| INSTRUCTION 1 |
Based on the film review, decide whether each statement below is true. For each, answer yes or no and quote the words from the review that settle it.
(a) The murders in Mashhad took place from 2000 to 2001.
(b) The film keeps the killer's identity hidden until late in the story.
(c) Saeed's wife was aware of the killings.
| INSTRUCTION 2 |
Return the lines from the entries unchanged. Begin at the line that contains "man shown in this photo." and stop after the line that contains "(1372, 581)".

| SOURCE TEXT |

________________________

Memories of Murder: "Holy Spider" and Serial Killer Cinema

Ali Abbasi's film asks if justice is possible at a remove from reality.
Kelli Weston

Ali Abbasi's Holy Spider is now showing exclusively on MUBI in the United Kingdom, Ireland, Brazil, and many other countries.

Holy Spider (Ali Abbasi, 2022).

In Ali Abbasi's Holy Spider, the holy city of Mashhad—perched upon the venerated shrine of Imam Reza—bears a haunting: from 2000 to 2001, a spate of murders shattered any semblance of divinity there. As the film retraces these real-world horrors, complete with all the requisite cinematic embellishments, it does not take long to reveal Saeed Hanaei (Mehdi Bajestani), the devout Muslim family man behind the "spider killings," so named for the way he would lure his victims to the home he shared with his unsuspecting wife and children. By the time steely-eyed journalist Arezoo Rahimi (Zar Amir Ebrahimi) arrives to investigate, a pattern has emerged: Saeed exclusively targets sex workers and addicts, coercing the desperate women onto the back of his motorcycle, before strangling them with their headscarves and abandoning their bodies in some distant, discoverable area.

________________________

Extracted records
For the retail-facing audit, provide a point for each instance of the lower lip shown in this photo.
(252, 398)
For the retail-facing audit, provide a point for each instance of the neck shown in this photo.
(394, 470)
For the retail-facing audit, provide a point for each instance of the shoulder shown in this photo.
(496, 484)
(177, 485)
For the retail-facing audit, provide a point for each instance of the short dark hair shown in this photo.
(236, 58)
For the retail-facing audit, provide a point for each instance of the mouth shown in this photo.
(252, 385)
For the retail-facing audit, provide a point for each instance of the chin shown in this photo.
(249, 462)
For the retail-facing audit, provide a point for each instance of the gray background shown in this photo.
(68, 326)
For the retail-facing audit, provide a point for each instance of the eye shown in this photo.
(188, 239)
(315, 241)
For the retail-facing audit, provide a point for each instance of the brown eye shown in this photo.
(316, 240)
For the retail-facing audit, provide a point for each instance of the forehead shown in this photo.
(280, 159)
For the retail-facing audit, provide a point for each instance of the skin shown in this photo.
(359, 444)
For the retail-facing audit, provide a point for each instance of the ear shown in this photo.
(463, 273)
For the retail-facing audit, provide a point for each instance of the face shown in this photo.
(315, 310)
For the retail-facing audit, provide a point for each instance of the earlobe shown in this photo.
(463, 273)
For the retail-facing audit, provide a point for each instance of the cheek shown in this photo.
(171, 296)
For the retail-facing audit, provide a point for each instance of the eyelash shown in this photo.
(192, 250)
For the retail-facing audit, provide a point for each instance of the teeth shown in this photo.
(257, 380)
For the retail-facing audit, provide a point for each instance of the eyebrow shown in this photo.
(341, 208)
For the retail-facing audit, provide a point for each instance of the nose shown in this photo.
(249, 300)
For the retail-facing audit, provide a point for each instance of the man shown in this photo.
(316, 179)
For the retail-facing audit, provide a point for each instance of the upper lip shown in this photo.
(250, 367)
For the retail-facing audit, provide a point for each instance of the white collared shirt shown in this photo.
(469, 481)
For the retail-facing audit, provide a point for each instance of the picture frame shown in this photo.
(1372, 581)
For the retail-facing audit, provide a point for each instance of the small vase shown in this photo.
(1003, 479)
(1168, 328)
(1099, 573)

________________________

| FULL SOLUTION 1 |
(a) Yes: "from 2000 to 2001, a spate of murders shattered any semblance of divinity there"
(b) No: "it does not take long to reveal Saeed Hanaei (Mehdi Bajestani)"
(c) No: "the home he shared with his unsuspecting wife and children"

| FULL SOLUTION 2 |
For the retail-facing audit, provide a point for each instance of the man shown in this photo.
(316, 179)
For the retail-facing audit, provide a point for each instance of the upper lip shown in this photo.
(250, 367)
For the retail-facing audit, provide a point for each instance of the white collared shirt shown in this photo.
(469, 481)
For the retail-facing audit, provide a point for each instance of the picture frame shown in this photo.
(1372, 581)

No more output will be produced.